◆ WHAT TO WORK ON:
Reproduce the records below word for word, covering every one of them.

◆ ITEMS:

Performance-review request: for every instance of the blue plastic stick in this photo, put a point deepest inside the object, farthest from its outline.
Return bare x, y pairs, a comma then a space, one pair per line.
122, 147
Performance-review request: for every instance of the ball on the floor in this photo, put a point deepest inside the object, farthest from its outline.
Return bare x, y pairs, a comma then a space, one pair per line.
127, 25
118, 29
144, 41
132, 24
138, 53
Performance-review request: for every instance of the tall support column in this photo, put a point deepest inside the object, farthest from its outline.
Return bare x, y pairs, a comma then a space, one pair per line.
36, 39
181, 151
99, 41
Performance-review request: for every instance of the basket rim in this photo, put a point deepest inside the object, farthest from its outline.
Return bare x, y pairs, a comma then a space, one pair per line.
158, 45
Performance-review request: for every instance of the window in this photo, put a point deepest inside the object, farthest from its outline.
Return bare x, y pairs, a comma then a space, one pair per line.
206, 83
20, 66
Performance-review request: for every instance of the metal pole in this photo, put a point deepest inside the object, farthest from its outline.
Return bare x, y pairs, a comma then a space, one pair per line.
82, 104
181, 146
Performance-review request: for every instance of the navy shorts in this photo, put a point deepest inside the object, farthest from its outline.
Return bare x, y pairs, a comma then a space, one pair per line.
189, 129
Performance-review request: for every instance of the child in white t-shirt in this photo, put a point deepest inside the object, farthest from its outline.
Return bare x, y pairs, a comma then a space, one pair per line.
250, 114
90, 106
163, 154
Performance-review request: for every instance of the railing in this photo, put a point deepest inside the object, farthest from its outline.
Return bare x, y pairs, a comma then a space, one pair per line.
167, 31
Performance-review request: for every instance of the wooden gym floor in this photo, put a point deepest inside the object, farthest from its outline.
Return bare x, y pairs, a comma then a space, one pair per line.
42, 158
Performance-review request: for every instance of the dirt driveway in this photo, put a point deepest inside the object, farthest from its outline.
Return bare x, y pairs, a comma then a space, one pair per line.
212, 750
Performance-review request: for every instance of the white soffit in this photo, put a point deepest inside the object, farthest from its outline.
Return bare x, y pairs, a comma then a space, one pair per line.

◆ EXERCISE RESPONSE:
Performance-review request: for every instance of the blue plastic stick in this photo, put a point deepest inside the object, farthest from its outline.
Return bare x, y pairs, a comma then a space, one pair per line.
122, 147
Performance-review request: for every instance of the ball on the floor in this photo, put a point deepest inside the object, farthest from its outline.
Return bare x, y pairs, a comma then a space, one pair per line.
127, 25
118, 29
144, 41
132, 24
138, 53
Performance-review request: for every instance of the tall support column in this photo, put a point deepest inside the object, farthest from its outline.
Return bare x, y pairs, a comma then a space, one pair per line.
36, 39
181, 151
99, 41
Performance-review request: for every instance of the basket rim in this photo, put a point deepest inside the object, farthest from its outline.
Return bare x, y pairs, a comma then a space, one pair per line.
158, 45
Performance-review request: for every instance of the window in this photo, put a point deepest inside the object, farthest from its outline.
Return bare x, y pairs, a comma then a space, one pair per line.
206, 83
20, 66
Performance-review request: for every instance of the metal pole in this photo, put a point deepest inside the object, farthest from its outline.
Return bare x, y pairs, a comma then a space, one pair per line.
82, 104
181, 146
Performance-review request: for every instance of the navy shorts in this photo, put a point deepest inside the object, farthest from its outline.
Return bare x, y pairs, a comma then a space, one pair per line.
189, 129
Performance-review request: for every instance of the child in white t-shirt in this photo, put a point deepest inside the object, farthest from its outline.
Return bare x, y pairs, a comma then a space, one pair per line.
250, 114
90, 106
163, 154
Performance-review request: for every instance of the railing in this photo, put a point deepest inside the object, farthest from its outline.
Return bare x, y pairs, a comma then a space, one pair per line.
167, 31
Performance-review request: for every instance of the wooden gym floor in this photo, put a point deepest inside the object, farthest from its outline.
Return bare x, y pairs, a comma then a space, one pair per line.
42, 158
Performance-review request: for every instance of the dirt driveway in this photo, put a point deepest inside the object, farthest from its outline.
Return bare x, y pairs, a comma then a space, one pair per line.
212, 750
Performance-review request: for every instance of the white soffit in this photo, put a point deepest inside the object, farthest from its outline.
Return bare x, y pairs, a comma then a space, one pair per line.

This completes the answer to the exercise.